Entries from a pointing dataset
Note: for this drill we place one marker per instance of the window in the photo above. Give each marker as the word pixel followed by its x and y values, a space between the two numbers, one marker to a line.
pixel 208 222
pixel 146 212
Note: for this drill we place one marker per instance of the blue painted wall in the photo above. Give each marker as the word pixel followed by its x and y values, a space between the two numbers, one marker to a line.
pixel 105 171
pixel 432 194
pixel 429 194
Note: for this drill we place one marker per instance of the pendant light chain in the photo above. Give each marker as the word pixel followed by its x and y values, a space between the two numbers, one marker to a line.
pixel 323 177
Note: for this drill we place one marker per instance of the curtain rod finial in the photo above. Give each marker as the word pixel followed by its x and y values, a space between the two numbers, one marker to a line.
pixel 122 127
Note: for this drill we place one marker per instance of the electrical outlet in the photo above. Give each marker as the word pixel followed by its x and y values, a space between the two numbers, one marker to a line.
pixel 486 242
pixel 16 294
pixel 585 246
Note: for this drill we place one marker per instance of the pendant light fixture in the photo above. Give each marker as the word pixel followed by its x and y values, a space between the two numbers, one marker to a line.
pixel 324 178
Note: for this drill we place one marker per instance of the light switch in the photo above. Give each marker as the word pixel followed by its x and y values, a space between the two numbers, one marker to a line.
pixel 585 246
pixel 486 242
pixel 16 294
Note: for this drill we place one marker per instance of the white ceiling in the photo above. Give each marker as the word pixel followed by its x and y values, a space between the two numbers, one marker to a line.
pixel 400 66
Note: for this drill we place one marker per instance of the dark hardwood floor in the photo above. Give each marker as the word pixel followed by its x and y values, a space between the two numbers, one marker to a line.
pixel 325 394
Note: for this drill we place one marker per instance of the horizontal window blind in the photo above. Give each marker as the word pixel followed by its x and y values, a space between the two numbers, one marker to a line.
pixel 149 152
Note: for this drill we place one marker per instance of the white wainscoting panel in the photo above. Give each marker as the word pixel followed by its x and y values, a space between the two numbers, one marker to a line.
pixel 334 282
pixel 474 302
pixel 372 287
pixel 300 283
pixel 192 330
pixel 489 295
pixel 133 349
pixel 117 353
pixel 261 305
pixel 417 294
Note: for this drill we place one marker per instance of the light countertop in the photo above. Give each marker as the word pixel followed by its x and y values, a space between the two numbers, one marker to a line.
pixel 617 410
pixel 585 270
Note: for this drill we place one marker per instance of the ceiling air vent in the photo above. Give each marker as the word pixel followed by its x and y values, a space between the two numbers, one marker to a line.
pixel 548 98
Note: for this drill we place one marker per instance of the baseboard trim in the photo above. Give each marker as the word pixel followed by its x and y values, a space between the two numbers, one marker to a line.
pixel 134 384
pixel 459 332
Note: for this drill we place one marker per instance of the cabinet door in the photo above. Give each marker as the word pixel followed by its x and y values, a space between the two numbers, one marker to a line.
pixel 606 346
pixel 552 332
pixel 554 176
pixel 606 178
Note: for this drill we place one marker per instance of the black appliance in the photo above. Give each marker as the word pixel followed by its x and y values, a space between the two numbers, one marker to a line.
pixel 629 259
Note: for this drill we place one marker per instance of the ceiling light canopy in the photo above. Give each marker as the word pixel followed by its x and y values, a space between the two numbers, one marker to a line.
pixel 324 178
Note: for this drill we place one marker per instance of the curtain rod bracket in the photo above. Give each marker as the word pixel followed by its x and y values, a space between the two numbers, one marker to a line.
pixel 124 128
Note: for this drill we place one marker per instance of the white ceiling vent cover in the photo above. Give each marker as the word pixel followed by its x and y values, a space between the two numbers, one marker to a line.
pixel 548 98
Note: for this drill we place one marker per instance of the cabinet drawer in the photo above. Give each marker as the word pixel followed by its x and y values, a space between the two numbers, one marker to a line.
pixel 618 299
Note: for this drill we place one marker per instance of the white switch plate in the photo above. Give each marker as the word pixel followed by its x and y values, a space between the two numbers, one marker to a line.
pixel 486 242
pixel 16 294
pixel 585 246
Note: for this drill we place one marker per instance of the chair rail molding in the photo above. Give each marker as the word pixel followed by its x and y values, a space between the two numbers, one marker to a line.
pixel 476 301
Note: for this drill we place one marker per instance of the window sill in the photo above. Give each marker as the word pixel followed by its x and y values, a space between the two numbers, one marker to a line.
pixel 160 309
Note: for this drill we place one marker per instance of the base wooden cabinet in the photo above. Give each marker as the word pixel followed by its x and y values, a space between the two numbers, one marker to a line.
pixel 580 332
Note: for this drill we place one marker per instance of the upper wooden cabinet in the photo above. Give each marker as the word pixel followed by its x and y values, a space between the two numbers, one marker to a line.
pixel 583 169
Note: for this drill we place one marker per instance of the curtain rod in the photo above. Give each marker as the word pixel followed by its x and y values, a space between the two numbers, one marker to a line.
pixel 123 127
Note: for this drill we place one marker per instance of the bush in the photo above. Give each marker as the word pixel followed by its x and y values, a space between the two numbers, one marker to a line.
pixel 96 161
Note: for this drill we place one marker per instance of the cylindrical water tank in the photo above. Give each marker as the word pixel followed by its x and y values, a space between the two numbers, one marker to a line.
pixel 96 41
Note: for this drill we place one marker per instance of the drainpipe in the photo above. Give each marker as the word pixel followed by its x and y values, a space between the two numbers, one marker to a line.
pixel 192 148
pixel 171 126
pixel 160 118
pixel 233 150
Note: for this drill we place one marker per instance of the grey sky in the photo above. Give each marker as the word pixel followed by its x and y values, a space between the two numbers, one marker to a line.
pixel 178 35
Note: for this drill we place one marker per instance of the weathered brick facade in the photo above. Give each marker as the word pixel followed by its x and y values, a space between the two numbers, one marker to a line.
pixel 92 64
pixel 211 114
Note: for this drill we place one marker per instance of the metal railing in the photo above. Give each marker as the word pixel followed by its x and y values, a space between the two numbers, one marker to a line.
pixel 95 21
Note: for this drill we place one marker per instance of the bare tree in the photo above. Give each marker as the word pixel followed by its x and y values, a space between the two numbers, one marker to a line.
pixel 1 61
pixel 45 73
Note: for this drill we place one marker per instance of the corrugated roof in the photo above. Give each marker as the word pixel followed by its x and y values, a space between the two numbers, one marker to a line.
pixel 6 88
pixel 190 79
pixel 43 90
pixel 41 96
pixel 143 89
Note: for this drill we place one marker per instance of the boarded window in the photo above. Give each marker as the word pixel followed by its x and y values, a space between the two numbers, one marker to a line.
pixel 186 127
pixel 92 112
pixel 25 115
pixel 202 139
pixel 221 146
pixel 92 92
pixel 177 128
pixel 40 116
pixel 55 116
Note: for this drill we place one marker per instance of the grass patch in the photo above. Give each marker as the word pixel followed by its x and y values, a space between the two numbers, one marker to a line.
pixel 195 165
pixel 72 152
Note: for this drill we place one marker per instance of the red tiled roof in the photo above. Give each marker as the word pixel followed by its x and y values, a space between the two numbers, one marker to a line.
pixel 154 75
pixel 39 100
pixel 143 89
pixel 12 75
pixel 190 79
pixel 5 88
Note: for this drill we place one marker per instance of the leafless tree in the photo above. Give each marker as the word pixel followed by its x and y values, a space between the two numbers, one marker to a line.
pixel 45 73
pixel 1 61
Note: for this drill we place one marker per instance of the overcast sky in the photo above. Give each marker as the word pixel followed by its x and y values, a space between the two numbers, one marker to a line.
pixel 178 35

Job ▸
Copy out every line of the data above word for word, changing nothing.

Result below ▸
Note: for this drill we place one marker per instance of the window in the photo above. Give each marker as the word pixel followed by its x and y values, a space between the two numbers, one marker to a line.
pixel 208 222
pixel 146 212
Note: for this drill we place one marker per instance of the blue painted wall in the photo above. Give each marker as the word pixel followed by its x and y values, a space between the two numbers, one marker to a line.
pixel 105 171
pixel 432 194
pixel 429 194
Note: for this drill we place one marker per instance of the pendant light chain in the photo above. Give each marker as the word pixel followed by its x and y values, a space between the two numbers, one marker to a line.
pixel 323 177
Note: for this drill we place one marker per instance of the curtain rod finial in the photo above. Give each marker as the word pixel followed by its x and y values, a space between the two numbers, one marker to a line.
pixel 122 127
Note: for this drill we place one marker per instance of the electrical outlet in the photo above. Give each marker as the word pixel followed by its x and y values, a space between the two numbers, one marker to a line.
pixel 486 242
pixel 16 294
pixel 585 246
Note: for this drill we place one marker per instance of the pendant light fixture in the photo above. Give each marker as the word pixel followed by its x and y values, a space between the two numbers, one marker to a line.
pixel 324 178
Note: for this drill we place one marker per instance of the light switch in the photo above. Give each marker as the word pixel followed by its x and y values, a space between the two numbers, one marker to a line.
pixel 585 246
pixel 486 242
pixel 16 294
Note: for this drill we place one marker per instance of the white ceiling in the photo above. Give each marker as the word pixel followed by its x and y values, a space between the two numbers, one marker to a line.
pixel 400 66
Note: for this drill we place one marker per instance of the dark hardwood floor in the photo above. Give each marker as the word pixel followed by its x and y values, a space between the two numbers, one marker to a line.
pixel 325 394
Note: for this drill we place one marker per instance of the horizontal window blind in the photo above. Give each marker as the word pixel followed by its x and y values, a space between the two numbers, one marker to a line.
pixel 149 152
Note: for this drill we place one marker per instance of the white wainscoting panel in the photo above. Give each marker as the word pixel followed by its x and y values, a space between the two numbers, one marker to a line.
pixel 334 282
pixel 474 302
pixel 372 287
pixel 300 283
pixel 192 330
pixel 489 295
pixel 133 349
pixel 117 353
pixel 261 305
pixel 417 294
Note: for this drill we place one marker per instance of the light countertop in the photo above. Give each marker as the word pixel followed by its x and y values, a space between the two numbers, one marker to a line.
pixel 617 410
pixel 585 270
Note: for this drill we place one marker per instance of the ceiling air vent in the photo above. Give each marker as the word pixel followed by its x and y values, a space between the two numbers, one marker to a line.
pixel 548 98
Note: for this drill we place one marker per instance of the baseboard trim in the photo above. Give each marker as the word pixel followed by its x and y values, a space between the two numbers, one marker to a line.
pixel 134 384
pixel 459 332
Note: for this drill we place one marker per instance of the cabinet door in the photo above. Give each marker as the word pixel followed by its x and y values, a space between the two numbers, one marker to a line.
pixel 606 346
pixel 552 332
pixel 554 176
pixel 606 178
Note: for this drill we place one marker per instance of the black appliance in the photo above. Give each marker as the word pixel followed by its x and y values, a space between the two numbers, one marker to a line.
pixel 629 259
Note: for this drill we place one marker per instance of the ceiling light canopy in the photo above. Give each marker as the word pixel followed by its x and y values, a space between the two numbers, one marker to a line.
pixel 324 178
Note: for this drill we place one marker per instance of the curtain rod bracket in the photo above. Give each marker as the word pixel followed by its x and y values, a space between the two numbers, one marker to a line.
pixel 124 128
Note: for this drill we place one marker per instance of the white ceiling vent cover in the photo above. Give each marker as the word pixel followed by its x and y values, a space between the two numbers, one marker to a line.
pixel 548 98
Note: for this drill we place one marker per instance of the cabinet drawer in the photo above. Give each marker as the word pixel followed by its x and y values, a space between the two numbers, one marker to a line.
pixel 618 299
Note: for this drill we place one marker per instance of the white switch plate in the photo above. Give each marker as the word pixel followed by its x and y values, a space between the two numbers, one marker to a line.
pixel 486 242
pixel 16 294
pixel 585 246
Note: for this drill we place one marker per instance of the chair rail molding in the photo above. Give each marker as the word pixel followed by its x and y values, a space between the two numbers, one marker to a line.
pixel 476 301
Note: for this drill we place one marker per instance of the window sill in the photo above. Give each marker as the word pixel followed by its x and y values, a space between the two numbers, one marker to a line.
pixel 160 309
Note: for this drill we place one marker per instance of the base wooden cabinet in the photo above. Give each marker as the word pixel followed by its x and y values, a space between the two numbers, one marker to a line.
pixel 580 332
Note: for this drill we place one marker per instance of the upper wooden cabinet in the photo above. Give each marker as the word pixel followed by its x and y values, a space between the two numbers, one marker to a line.
pixel 583 169
Note: for this drill we place one marker per instance of the curtain rod in the photo above. Give each marker as the word pixel followed by its x and y values, a space between the two numbers, one marker to a line.
pixel 123 127
Note: for this drill we place one marker per instance of the bush in the photo above. Give each marker as the word pixel followed by its x and y values, a space between the two numbers, one marker to a line.
pixel 96 161
Note: for this drill we place one marker per instance of the cylindrical water tank in the photo above. Give each marker as the word pixel followed by its x and y values, a space between the two numbers, one marker to a line.
pixel 96 41
Note: for this drill we place one marker per instance of the drainpipe in the photo above. Give each marker as the word pixel followed by its x and y values, a space between the two numbers, one marker to a line.
pixel 192 148
pixel 171 126
pixel 160 118
pixel 233 150
Note: for this drill we place one marker per instance of the grey sky in the photo above. Give each marker as the word pixel followed by its x and y values, a space between the two numbers, one marker to a line.
pixel 178 35
Note: for this drill we place one marker per instance of the weathered brick facade in the photo above. Give each marker as the word pixel followed by its x and y values, a space between the two numbers, one marker to a line.
pixel 92 64
pixel 211 114
Note: for this drill we place one marker per instance of the metal railing in the photo above. Give each marker as the word pixel followed by its x and y values, a space between the two numbers, one marker to a line.
pixel 95 21
Note: for this drill we place one marker per instance of the bare tree in the photo above. Give each marker as the word pixel followed by its x and y values, a space between the two numbers, one marker to a line.
pixel 1 61
pixel 45 73
Note: for this drill we place one marker per instance of the corrugated roof in the photo above. Give each marker as the word pixel followed by its x and y values, a space between the two numbers, one marker to a line.
pixel 6 88
pixel 190 79
pixel 43 90
pixel 41 96
pixel 143 89
Note: for this drill we place one marker per instance of the boarded window in the photo above. Give each marker as the word pixel followed by its x and y values, a space between the two numbers, one marker to a line.
pixel 186 127
pixel 92 112
pixel 25 115
pixel 202 139
pixel 221 146
pixel 92 92
pixel 177 128
pixel 40 116
pixel 55 116
Note: for this drill we place one marker per instance of the grass patch in the photo above. Give each marker as the word pixel followed by its x and y values, a space between the two numbers, one marker to a line.
pixel 195 165
pixel 72 152
Note: for this drill we place one marker per instance of the red tiled roof in the photo above. Give each marker as the word pixel followed by its x and y values, a space between the two numbers, one marker to a line.
pixel 154 75
pixel 39 100
pixel 143 89
pixel 12 75
pixel 190 79
pixel 5 88
Note: for this drill we place one marker per instance of the leafless tree in the photo above. Give each marker as the word pixel followed by its x and y values, a space between the two numbers, one marker to a line.
pixel 45 73
pixel 1 61
Note: for this drill we place one marker per instance of the overcast sky in the photo above. Give each marker as the word pixel followed by its x and y values, a space between the two numbers, one marker to a line.
pixel 178 35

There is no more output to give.